**What you need to do**.
In the records below, find the line containing "# point at: crocodile front"; give it again exactly, along with every line that follows, and nothing else.

**Task inputs**.

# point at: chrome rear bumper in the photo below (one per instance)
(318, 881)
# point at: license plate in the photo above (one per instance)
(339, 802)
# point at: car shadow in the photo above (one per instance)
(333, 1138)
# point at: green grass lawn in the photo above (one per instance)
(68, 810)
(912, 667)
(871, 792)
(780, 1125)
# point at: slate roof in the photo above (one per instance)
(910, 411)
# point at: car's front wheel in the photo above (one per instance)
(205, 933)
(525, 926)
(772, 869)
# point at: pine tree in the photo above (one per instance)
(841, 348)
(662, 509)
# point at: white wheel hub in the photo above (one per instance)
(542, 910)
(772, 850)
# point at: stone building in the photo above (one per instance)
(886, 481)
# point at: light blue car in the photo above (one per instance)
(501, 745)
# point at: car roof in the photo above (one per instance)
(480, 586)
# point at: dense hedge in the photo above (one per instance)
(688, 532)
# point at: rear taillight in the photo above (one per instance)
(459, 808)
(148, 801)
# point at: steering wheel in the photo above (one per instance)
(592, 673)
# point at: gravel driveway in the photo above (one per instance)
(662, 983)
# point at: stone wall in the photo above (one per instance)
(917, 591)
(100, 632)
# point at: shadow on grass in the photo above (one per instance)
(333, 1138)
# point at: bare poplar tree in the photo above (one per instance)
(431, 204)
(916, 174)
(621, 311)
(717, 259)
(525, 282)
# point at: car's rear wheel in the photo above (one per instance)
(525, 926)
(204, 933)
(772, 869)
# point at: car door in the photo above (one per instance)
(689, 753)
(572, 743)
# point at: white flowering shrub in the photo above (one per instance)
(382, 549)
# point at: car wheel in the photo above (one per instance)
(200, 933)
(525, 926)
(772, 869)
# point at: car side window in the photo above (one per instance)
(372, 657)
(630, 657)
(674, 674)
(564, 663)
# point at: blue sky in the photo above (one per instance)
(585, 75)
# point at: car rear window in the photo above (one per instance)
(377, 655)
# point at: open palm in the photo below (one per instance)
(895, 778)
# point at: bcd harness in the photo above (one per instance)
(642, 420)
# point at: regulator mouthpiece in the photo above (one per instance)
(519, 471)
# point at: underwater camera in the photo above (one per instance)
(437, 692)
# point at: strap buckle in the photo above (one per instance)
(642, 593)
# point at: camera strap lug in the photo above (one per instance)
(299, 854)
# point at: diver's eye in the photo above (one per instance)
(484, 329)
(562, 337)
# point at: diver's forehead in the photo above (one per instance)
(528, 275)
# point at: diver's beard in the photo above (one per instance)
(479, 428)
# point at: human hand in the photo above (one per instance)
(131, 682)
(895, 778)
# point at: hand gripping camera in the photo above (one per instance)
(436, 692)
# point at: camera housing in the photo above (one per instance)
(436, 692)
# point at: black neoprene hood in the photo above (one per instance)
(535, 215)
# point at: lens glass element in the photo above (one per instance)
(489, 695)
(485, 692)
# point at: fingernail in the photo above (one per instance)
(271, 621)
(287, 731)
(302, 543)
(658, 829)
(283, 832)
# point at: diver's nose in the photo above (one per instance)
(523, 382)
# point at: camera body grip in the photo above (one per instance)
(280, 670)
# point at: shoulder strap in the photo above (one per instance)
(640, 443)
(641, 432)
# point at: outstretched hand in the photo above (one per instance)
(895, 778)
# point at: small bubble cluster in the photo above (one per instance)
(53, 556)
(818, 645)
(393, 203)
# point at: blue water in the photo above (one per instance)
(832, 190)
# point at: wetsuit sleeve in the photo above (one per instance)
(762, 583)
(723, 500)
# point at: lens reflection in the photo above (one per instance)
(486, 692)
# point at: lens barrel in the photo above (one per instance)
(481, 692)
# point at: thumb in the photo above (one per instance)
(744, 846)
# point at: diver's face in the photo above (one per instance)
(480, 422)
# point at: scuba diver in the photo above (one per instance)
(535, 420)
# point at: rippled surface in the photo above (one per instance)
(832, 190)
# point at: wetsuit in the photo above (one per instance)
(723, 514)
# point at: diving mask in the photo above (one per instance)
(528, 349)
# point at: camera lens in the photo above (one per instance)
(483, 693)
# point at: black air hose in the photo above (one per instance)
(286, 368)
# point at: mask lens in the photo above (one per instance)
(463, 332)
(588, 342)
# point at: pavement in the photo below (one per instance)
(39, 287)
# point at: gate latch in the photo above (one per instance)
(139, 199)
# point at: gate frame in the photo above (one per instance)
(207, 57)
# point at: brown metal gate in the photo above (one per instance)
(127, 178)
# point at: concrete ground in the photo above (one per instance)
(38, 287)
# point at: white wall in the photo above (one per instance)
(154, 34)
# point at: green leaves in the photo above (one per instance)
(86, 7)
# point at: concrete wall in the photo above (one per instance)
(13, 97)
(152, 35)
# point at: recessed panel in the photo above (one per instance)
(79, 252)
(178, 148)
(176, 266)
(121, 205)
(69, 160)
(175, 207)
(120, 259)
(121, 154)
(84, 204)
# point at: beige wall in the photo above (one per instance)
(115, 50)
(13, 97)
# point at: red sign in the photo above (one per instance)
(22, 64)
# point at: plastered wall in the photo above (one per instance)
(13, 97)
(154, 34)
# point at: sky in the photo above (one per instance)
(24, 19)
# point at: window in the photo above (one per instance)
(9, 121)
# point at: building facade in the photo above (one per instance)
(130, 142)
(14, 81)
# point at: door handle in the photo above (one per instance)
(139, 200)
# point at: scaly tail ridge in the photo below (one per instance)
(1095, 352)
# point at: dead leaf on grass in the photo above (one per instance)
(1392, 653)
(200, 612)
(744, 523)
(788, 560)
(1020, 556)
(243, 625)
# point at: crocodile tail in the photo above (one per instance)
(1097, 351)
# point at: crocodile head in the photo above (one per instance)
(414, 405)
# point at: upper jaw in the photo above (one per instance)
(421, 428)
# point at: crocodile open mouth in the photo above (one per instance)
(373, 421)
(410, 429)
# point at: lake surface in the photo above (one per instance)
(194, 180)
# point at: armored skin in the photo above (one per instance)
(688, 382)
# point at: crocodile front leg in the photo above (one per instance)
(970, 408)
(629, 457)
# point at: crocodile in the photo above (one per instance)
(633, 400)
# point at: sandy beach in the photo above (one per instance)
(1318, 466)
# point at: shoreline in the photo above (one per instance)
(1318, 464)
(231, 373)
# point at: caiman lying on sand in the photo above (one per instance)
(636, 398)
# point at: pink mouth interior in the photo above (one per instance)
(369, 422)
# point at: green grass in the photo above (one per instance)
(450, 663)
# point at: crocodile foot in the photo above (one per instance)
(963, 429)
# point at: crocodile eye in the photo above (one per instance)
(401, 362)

**Reply**.
# point at: crocodile front leg in the photo above (one per instance)
(970, 408)
(629, 457)
# point at: crocodile in the photo above (one per instance)
(633, 400)
# point at: sandy beach in the photo above (one per instance)
(1318, 466)
# point at: shoreline in the photo above (one per instance)
(1318, 464)
(231, 373)
# point at: caiman lying on sand in the photo above (one per instance)
(636, 398)
# point at: pink mouth interior in the photo above (one per instance)
(369, 422)
# point at: green grass in the photo above (one per instance)
(450, 663)
# point at: crocodile foot in the photo above (one per instance)
(963, 429)
# point at: crocodile eye in the photo above (one per instance)
(401, 362)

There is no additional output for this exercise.